**Objective**
Copy out only the lines from the one containing "like [(685, 468)]." through the end of the records, requests included. Scale every point coordinate in the answers by 0.55 and round to whole numbers, with halves rounded up, but leave the requests and their sample points unchanged.

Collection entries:
━━━
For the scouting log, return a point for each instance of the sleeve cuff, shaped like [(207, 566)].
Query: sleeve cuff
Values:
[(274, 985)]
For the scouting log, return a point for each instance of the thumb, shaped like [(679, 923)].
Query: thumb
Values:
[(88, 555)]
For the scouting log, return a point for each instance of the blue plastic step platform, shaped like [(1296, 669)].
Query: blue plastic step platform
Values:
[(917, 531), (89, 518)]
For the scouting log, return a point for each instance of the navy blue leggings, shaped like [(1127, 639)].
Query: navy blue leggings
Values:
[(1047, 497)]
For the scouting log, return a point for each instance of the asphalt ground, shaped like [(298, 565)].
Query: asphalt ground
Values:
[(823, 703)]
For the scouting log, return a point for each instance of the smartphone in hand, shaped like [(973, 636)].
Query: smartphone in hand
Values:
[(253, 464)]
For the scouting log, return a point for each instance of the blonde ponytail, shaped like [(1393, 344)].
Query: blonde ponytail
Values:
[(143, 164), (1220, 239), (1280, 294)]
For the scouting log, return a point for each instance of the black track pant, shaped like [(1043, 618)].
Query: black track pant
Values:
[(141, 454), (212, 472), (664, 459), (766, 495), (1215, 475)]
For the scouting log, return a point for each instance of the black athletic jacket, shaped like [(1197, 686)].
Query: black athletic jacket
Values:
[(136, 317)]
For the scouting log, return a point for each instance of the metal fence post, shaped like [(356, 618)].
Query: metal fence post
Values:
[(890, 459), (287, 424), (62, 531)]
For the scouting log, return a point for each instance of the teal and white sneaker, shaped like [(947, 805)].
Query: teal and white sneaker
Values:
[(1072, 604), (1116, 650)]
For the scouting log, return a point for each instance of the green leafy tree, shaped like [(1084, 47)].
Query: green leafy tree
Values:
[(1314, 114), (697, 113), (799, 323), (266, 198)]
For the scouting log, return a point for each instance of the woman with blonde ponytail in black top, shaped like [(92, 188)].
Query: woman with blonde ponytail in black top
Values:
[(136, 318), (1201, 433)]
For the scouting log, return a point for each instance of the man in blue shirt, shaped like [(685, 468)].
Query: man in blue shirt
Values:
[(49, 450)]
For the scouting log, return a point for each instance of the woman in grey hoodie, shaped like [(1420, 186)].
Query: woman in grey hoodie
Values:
━━━
**Expected output**
For the scouting log, return a point for each instance of the man in blue shirt, shaped like [(685, 468)].
Query: man in blue shirt
Values:
[(27, 248)]
For the scouting log, return a point for each instance of the woman in grey hoodie, shaped like [(1420, 186)].
Query: woman in grey hoodie
Values:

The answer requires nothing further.